_PASSAGE GIVEN_
>>
When they put it like that, it really makes a lot of sense. Ok, so onto the fate part.
Last week, a co-worker of mine lost his house in a fire. Basically everything was destroyed by either fire, smoke, or water damage. They were left with nothing.
Can you even imagine?
I'm not even talking about clothes or furniture or any of that. All of that can be replaced. But think about those old photo albums from your parents, or a special family heirloom you inherited, or perhaps an urn of ashes from a deceased loved one or pet.
Gone.
Destroyed.
Forever.
It was heartbreaking to hear this news. Fortunately, I am blessed to work for a company that is more like a family than a business, and we overwhelmed them with donations of clothes and school supplies and gift cards within the first fews days after the fire. But those donations cannot substitute for those irreplaceable items.
<<
_DATA ROWS_
>>
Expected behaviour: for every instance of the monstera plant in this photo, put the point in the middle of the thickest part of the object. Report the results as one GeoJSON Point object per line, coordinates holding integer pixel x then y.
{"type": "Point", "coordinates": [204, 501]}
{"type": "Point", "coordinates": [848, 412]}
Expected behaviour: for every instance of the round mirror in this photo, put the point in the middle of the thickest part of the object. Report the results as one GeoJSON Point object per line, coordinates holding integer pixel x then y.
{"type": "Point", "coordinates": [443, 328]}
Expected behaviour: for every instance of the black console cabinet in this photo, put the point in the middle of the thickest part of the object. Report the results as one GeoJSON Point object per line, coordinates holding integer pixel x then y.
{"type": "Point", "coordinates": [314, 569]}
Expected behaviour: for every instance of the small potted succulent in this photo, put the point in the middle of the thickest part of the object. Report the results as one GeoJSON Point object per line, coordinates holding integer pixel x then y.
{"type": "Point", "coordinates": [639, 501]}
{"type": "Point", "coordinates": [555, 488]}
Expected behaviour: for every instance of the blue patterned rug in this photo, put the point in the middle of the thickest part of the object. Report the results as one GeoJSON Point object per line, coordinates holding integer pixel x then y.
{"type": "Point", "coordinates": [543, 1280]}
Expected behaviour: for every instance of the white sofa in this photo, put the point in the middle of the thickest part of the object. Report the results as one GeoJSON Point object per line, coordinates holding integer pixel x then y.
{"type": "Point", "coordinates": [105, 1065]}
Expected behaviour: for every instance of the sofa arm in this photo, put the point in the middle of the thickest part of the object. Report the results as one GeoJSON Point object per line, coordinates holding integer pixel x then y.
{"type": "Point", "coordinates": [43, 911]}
<<
_AIM 1_
In the post about the co-worker's house fire, what caused everything to be destroyed?
_AIM 2_
Duplicate the house-fire post from "Last week, a" up to and including "one or pet.".
_AIM 3_
Translate this sentence from the house-fire post into Spanish: "It was heartbreaking to hear this news."

_RIGHT ANSWER 1_
Fire, smoke, or water damage destroyed everything.

_RIGHT ANSWER 2_
Last week, a co-worker of mine lost his house in a fire. Basically everything was destroyed by either fire, smoke, or water damage. They were left with nothing.
Can you even imagine?
I'm not even talking about clothes or furniture or any of that. All of that can be replaced. But think about those old photo albums from your parents, or a special family heirloom you inherited, or perhaps an urn of ashes from a deceased loved one or pet.

_RIGHT ANSWER 3_
Fue desgarrador escuchar esta noticia.